**Отрывок:**
==*==

Как будто злословие могло остаться в тайне… Однако Шопен и Санд в конце мая 1839 года выехали из Марселя в Ноан, часто останавливаясь по дороге, «ночуя на постоялых дворах, подобно добрым буржуа».
Глава третья
«Мои три ребенка»
Берри. Июнь месяц. Палящее солнце. Какая радость — работать у себя дома и быть полновластной хозяйкой Ноана. В тот день, когда Шопен туда приехал, Жорж написала карандашом на левом оконном переплете в своей спальне дату, которую и сейчас можно там увидеть: 19 июня 1839 года. Для того, чтобы отметить начало новой жизни? Возможно и такое объяснение. Она поняла, что время «кавалькад» прошло. Отныне она чувствовала себя главой семьи, ответственной за троих детей: Шопена, Мориса, Соланж. С похвальным постоянством она теперь пробовала жить только для них и для своего творчества. Все ее истинные друзья надеялись тогда, что она поведет теперь другую жизнь, «полную теплого уюта, почти патриархальную». Без тени иронии или порицания они предоставили Шопену место в семейном кругу. С 1839 года их письма Санд обычно заканчивались так: «Целую Шопена, Мориса, Соланж». Положение облегчалось чрезвычайной тактичностью Шопена, называвшего всегда Санд не иначе, как моя хозяйка или хозяйка дома.
Это первое лето в Ноане было счастливым. Однако Шопен не очень любил деревню. «Он всегда стремился в Ноан и не выносил его никогда… Ему быстро надоедали радости деревенской жизни. Обычно, сделав небольшую прогулку, во время которой он срывал несколько цветков, он усаживался сразу же под деревом. Потом возвращался домой и закрывался в своей комнате…» У него не хватало сил участвовать в жизни на свежем воздухе, которую так любила Жорж и ее дети. Но он чувствовал теперь себя лучше, и его рояль звучал с утра до вечера. «Он сочинил восхитительные вещи с тех пор, как он здесь», — писала Жорж, и действительно, этим летом он сочинил Сонату си-бемоль минор, Второй ноктюрн и три мазурки. Он очень ценил вкус своей подруги. Она была «тонкой слушательницей». По мере того как она его узнавала, она стала понимать его так, как он сам себя понимал, и, слушая его игру, она следила за его внутренней жизнью, жизнью всегда скрытой, тайным и смутным выражением которой являлась его музыка.

==*==

**Материал:**
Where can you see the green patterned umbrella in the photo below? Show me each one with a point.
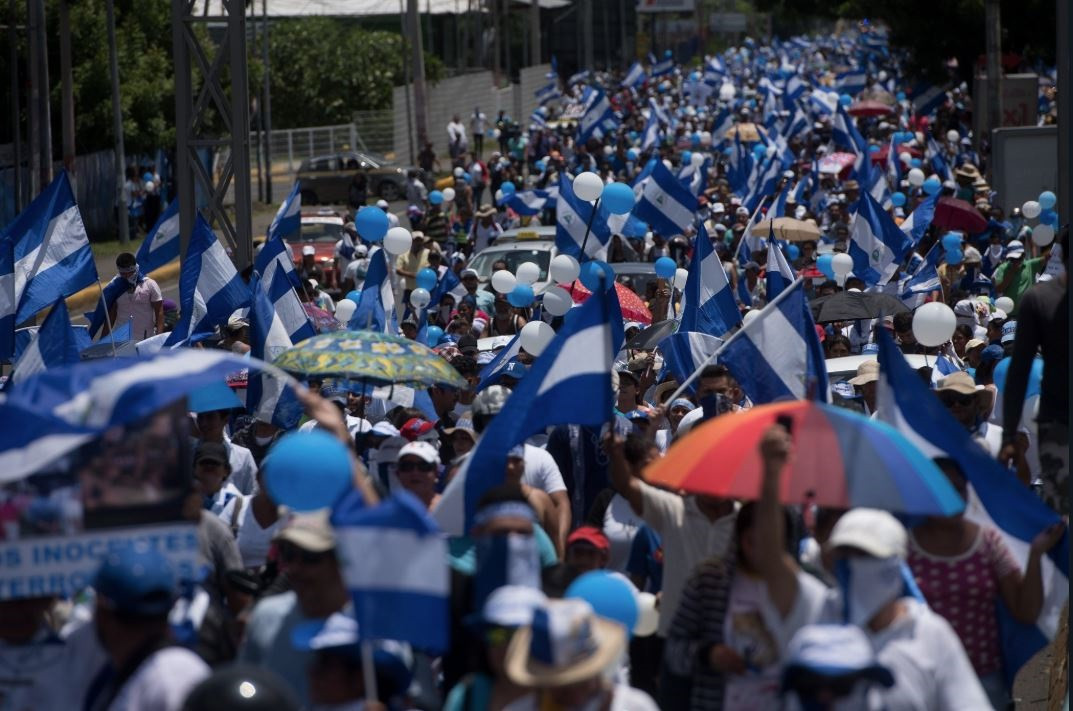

==*==

**Задание 1:** Укажите, какую дату Жорж написала карандашом на оконном переплете своей спальни в день приезда Шопена в Ноан, согласно отрывку.
**Задание 2:** Перечислите все произведения, которые, согласно отрывку, Шопен сочинил тем летом в Ноане.

**Ответ 1:** 19 июня 1839 года.

**Ответ 2:** Соната си-бемоль минор, Второй ноктюрн, три мазурки.